■ **EXTRAIT FOURNI**
Kamel Daoud à Morges le 1 septembre 2024

Aube a été baptisée ainsi par sa nouvelle mère, Khadidja, car la vraie mère est morte pendant le massacre, ainsi que le père et, surtout, la sœur, la compagne de jeu, l’inséparable, celle grâce à qui peut-être, nous l’apprendrons par la suite, la narratrice demeure encore en vie. Khadidja était une volontaire secouriste, elle a pris cette fillette de cinq ans dans les bras et a tout fait pour la sauver, elle y est arrivée, mais il reste toujours le problème des cordes vocales pour quoi elle donnerait tant, et ainsi Khadidja est prête à parcourir le monde afin de trouver un chirurgien qui pourrait les rétablir. C’est ainsi que pendant qu’elle est partie en Belgique à la recherche de la voix d’Aube (laquelle ? Voix intérieure ou voix extérieure?), cette dernière en profite pour partir à l’aventure, retourner au village où tout s’est produit vingt ans auparavant. Je ne raconte pas la suite, bouleversante.

Il faut savoir ici que Kamel Daoud, selon ses dires, a supprimé quatre-vingt pour cent des horreurs qu’il avait décrites dans une première version. De peur, semble-t-il, qu’on ne le croie pas.

■ **DONNÉES ENREGISTRÉES**

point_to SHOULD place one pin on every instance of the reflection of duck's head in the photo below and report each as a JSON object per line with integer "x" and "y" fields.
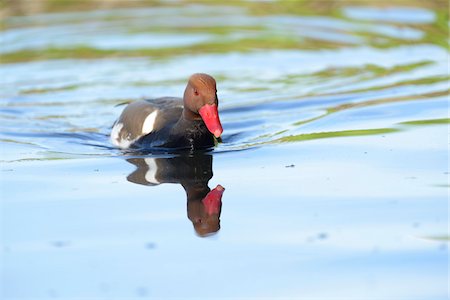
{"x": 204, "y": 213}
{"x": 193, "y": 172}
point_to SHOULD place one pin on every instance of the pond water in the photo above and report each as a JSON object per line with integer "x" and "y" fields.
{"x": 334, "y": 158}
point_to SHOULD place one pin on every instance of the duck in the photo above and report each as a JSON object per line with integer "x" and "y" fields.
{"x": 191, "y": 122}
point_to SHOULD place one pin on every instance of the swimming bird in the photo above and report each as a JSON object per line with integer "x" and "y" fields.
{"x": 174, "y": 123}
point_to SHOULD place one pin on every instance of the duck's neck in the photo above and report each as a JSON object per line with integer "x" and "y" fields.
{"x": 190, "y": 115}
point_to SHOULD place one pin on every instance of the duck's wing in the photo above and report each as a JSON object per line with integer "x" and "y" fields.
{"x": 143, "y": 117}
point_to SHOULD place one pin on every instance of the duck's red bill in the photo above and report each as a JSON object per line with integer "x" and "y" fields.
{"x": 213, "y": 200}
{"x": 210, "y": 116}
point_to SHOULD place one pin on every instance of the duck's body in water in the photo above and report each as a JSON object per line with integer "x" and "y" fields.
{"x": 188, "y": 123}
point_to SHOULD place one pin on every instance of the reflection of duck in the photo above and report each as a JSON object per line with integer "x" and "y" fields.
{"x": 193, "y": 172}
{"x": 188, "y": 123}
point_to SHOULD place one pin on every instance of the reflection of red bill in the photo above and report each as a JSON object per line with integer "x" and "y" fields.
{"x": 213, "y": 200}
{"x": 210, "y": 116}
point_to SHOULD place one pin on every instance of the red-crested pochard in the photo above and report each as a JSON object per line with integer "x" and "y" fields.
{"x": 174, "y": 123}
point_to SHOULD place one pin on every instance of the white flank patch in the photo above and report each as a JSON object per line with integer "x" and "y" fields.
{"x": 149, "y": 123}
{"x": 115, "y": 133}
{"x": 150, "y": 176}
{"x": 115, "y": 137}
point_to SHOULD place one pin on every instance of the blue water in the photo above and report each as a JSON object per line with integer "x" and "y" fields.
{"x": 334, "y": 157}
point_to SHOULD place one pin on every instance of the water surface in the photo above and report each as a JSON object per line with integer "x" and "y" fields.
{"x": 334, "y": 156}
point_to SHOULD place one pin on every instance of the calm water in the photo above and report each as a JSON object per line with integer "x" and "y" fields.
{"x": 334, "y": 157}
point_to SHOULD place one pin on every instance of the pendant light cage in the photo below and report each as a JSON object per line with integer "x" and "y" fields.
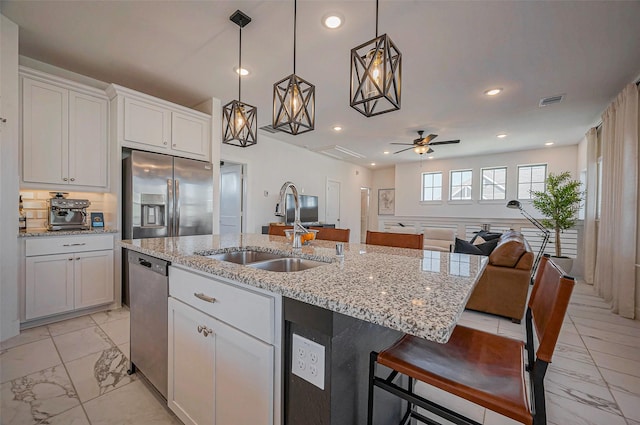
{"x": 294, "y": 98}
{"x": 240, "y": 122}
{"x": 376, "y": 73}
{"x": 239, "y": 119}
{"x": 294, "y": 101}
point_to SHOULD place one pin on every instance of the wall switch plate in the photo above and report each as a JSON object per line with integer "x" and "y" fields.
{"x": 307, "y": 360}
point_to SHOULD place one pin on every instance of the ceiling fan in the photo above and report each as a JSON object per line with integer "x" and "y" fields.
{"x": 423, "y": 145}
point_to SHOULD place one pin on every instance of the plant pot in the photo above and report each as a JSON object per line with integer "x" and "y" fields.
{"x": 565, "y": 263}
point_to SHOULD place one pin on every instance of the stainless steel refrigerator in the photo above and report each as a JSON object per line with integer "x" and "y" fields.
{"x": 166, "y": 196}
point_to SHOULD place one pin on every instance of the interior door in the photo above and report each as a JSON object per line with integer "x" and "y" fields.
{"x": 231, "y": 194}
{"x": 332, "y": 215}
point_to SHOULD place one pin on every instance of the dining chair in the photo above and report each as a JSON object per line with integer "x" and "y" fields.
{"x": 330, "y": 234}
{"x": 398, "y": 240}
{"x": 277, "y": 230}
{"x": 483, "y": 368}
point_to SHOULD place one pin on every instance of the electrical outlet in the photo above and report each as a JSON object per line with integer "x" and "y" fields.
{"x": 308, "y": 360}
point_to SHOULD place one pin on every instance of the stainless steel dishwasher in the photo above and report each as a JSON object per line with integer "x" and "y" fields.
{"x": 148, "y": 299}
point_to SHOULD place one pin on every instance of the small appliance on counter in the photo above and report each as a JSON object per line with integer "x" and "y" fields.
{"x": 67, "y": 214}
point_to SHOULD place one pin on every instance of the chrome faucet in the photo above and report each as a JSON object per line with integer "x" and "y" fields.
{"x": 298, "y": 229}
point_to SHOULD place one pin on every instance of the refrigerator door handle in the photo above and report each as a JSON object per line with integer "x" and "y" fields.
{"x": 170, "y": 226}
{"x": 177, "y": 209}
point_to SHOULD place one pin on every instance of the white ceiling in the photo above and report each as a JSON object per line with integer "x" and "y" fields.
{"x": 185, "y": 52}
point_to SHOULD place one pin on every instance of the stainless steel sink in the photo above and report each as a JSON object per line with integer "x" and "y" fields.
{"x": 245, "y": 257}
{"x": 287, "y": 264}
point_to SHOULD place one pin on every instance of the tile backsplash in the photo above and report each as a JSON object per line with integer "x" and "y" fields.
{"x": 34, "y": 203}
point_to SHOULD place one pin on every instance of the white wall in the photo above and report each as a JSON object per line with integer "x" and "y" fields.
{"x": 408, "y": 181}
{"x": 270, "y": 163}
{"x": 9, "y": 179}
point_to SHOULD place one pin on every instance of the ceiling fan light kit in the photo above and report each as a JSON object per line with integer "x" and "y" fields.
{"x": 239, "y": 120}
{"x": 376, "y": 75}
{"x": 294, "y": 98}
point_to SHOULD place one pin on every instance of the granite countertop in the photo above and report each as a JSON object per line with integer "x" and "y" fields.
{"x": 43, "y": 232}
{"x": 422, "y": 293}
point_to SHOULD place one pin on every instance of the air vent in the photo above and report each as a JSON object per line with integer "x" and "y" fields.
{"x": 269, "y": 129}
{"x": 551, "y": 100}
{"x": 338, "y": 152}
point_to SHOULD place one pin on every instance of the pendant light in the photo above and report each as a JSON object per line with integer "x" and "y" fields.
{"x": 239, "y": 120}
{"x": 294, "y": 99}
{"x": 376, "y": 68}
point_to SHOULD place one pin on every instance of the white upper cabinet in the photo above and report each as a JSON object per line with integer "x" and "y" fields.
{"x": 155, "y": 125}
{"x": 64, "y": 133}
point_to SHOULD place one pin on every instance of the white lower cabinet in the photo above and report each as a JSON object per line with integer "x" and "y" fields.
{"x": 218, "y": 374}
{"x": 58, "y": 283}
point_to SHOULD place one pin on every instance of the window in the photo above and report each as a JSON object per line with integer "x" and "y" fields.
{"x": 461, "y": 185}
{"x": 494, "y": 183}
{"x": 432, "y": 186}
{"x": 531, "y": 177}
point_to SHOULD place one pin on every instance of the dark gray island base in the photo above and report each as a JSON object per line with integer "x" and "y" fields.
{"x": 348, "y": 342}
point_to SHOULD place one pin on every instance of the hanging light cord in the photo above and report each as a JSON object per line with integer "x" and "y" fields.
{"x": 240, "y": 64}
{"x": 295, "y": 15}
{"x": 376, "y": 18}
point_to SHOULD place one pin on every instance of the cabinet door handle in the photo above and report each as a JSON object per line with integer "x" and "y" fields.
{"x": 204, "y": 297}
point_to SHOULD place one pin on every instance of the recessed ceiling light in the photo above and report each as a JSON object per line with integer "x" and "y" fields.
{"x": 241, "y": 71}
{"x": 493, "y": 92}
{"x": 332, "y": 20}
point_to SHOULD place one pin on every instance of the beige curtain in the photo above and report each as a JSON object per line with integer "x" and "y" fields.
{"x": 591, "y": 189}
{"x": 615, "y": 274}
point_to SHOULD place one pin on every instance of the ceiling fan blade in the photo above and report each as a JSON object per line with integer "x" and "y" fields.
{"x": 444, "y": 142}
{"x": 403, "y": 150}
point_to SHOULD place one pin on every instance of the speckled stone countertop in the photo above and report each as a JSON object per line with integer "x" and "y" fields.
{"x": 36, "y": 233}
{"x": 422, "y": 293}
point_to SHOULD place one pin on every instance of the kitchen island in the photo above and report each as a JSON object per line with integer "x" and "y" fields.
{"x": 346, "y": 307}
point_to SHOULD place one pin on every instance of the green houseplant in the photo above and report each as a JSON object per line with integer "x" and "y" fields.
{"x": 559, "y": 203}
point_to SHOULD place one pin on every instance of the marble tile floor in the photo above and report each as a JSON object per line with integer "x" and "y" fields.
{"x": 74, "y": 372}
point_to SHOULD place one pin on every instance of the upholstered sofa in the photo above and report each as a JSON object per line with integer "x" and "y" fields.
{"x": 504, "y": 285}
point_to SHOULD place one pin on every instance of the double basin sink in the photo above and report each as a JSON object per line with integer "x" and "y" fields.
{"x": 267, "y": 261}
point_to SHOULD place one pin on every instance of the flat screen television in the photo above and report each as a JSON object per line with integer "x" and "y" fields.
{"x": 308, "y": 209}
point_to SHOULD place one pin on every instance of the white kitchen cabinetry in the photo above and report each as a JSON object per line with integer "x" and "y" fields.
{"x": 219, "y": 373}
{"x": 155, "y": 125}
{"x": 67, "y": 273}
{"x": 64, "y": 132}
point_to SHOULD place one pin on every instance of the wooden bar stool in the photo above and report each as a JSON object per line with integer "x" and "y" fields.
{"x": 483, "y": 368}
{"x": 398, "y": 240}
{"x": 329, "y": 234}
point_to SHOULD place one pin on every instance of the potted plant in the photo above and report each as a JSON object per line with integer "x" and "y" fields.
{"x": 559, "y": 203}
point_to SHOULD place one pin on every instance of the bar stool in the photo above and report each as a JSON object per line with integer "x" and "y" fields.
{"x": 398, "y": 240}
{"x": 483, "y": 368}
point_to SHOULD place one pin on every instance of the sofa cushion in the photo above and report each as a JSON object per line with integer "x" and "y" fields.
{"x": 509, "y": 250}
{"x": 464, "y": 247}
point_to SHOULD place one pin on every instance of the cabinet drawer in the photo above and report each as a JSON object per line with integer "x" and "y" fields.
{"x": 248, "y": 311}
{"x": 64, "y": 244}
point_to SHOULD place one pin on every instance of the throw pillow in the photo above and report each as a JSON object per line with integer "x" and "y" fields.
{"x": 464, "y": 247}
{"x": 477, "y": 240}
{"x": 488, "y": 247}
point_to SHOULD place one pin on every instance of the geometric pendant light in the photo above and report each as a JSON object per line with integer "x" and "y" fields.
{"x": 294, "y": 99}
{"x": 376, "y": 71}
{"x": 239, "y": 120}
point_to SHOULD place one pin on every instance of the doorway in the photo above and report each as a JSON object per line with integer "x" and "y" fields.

■ **CONSIGNES DE TRAVAIL**
1. Répondez à ces questions sur l'extrait consacré au roman de Kamel Daoud :
(a) Qui a donné son prénom à Aube ?
(b) Dans quel pays Khadidja part-elle chercher la voix d'Aube ?
(c) Quelle part des horreurs de sa première version Kamel Daoud dit-il avoir supprimée ?
2. Recopiez à l'identique le passage de l'extrait sur le roman de Kamel Daoud qui commence aux mots « Il faut savoir » et s'arrête après « le croie pas. ».
3. Reprenez l'extrait sur le roman de Kamel Daoud et poursuivez-le après sa dernière phrase.
La liste est un document à part, sans rapport avec l'extrait sur le roman de Kamel Daoud.

■ **RÉPONSES PAR TÂCHE**
1.
(a) Khadidja, sa nouvelle mère.
(b) En Belgique.
(c) Quatre-vingt pour cent.

2.
Il faut savoir ici que Kamel Daoud, selon ses dires, a supprimé quatre-vingt pour cent des horreurs qu’il avait décrites dans une première version. De peur, semble-t-il, qu’on ne le croie pas.

3.
Il me dit aussi que « les islamistes ne sont pas des gentils », sentence anodine en apparence mais qui cache davantage : au cours de sa conférence durant la croisière sur le Léman, il fustige les tendances politiques qui, en Occident, et particulièrement en France, cherchent à pactiser avec eux, dans une attitude dit-il, de culpabilité et de soumission. Nous voyons assez bien qui il vise. Il existe une sorte de complaisance à l’égard des religions et particulièrement de l’islam, qui prend pour prétexte une « volonté décoloniale ». Cette complaisance tombe bien mal. Elle ne sert en rien l’esprit de décolonisation, et ne ferait même au contraire que le contrecarrer en encourageant le maintien, dans les pays autrefois colonisés, de structures tout autant répressives que celles qu’avait imposé le colonisateur2.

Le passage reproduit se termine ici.